# Problem description:
What must be returned is the number of lines in the records holding the word "Target", with no other text.

START Supplied data

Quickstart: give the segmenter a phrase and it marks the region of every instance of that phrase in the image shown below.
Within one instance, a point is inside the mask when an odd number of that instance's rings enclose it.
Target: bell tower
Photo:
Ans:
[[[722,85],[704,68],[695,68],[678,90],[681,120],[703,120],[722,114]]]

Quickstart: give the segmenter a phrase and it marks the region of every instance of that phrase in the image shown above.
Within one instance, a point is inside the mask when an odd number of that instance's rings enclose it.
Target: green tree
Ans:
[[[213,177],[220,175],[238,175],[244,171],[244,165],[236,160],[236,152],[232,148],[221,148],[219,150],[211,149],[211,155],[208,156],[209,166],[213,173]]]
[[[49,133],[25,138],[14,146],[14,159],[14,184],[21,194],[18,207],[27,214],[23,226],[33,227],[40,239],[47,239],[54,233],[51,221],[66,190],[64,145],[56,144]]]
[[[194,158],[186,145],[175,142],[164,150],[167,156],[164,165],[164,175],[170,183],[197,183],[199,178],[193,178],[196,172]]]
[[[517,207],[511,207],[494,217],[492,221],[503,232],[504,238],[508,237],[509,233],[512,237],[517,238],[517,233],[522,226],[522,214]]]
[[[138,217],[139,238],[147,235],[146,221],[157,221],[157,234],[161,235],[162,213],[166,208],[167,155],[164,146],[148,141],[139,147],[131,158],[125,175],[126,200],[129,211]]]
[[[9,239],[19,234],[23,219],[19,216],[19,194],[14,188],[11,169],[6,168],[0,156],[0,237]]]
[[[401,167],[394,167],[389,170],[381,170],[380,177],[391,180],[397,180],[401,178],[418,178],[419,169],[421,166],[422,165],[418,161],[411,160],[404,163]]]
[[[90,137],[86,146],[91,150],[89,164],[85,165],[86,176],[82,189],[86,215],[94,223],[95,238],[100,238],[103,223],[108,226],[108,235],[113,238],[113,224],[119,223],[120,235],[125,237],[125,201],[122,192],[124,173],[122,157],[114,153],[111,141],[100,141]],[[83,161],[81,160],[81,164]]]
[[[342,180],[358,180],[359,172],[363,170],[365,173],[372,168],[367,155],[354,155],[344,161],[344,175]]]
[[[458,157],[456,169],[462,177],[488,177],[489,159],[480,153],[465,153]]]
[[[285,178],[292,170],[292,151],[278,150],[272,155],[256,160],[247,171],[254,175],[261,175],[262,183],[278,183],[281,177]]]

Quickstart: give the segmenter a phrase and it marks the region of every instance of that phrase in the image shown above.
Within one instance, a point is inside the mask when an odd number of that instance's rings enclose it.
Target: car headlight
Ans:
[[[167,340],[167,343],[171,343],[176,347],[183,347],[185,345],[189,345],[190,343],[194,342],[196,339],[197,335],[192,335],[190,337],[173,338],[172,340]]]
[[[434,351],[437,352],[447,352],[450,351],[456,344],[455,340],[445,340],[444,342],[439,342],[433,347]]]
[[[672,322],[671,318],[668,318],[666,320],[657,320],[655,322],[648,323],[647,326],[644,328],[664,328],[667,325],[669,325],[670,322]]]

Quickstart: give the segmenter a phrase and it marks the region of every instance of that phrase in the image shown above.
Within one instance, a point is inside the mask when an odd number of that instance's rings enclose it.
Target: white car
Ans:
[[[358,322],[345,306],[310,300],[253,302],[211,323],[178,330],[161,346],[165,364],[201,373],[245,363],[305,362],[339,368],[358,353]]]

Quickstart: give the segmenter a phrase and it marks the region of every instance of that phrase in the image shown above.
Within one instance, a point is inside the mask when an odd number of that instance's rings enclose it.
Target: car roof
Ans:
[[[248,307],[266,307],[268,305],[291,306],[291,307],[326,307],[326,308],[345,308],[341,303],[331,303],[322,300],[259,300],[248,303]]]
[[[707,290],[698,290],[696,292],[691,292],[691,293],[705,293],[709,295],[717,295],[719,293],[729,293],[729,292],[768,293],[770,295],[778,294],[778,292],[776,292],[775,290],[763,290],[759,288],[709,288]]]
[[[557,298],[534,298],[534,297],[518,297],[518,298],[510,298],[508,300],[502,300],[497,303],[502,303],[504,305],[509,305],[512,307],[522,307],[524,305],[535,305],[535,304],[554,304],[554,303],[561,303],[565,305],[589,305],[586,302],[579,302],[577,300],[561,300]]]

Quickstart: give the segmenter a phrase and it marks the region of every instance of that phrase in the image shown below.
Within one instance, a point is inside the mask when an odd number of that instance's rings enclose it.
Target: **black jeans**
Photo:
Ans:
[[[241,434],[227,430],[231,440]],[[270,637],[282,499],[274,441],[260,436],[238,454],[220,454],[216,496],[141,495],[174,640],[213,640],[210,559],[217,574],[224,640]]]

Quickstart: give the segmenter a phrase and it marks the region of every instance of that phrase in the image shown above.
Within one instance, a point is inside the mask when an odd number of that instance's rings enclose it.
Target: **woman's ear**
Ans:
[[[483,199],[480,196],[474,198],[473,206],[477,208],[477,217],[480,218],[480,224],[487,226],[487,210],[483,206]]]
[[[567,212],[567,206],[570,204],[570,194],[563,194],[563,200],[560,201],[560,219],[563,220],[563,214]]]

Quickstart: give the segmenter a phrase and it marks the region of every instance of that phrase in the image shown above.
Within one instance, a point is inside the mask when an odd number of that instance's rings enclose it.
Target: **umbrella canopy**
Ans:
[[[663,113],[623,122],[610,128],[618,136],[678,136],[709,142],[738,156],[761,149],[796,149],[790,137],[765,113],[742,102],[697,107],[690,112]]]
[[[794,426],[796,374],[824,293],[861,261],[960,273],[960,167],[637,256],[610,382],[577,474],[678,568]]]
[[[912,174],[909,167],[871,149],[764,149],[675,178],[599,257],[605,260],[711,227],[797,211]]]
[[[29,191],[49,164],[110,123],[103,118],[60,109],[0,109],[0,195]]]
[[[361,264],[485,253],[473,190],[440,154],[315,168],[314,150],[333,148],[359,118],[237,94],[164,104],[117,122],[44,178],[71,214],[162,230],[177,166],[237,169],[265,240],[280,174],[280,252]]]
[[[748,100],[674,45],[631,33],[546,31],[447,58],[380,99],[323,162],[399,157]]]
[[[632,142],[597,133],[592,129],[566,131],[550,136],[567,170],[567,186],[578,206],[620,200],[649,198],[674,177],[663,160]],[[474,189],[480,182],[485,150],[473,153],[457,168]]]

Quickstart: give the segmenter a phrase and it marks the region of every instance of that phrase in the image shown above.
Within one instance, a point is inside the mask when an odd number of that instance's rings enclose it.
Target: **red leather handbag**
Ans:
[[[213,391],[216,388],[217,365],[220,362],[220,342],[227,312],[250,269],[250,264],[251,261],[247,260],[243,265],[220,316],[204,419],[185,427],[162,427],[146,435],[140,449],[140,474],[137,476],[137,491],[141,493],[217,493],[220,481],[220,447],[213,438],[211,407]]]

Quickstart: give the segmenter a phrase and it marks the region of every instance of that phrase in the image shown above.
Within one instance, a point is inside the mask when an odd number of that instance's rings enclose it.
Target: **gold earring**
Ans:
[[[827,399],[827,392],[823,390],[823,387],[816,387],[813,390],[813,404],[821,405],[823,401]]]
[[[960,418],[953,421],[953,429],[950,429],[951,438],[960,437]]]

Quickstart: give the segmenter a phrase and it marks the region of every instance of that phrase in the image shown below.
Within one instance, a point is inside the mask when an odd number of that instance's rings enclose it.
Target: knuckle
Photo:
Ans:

END Supplied data

# Answer to this problem:
11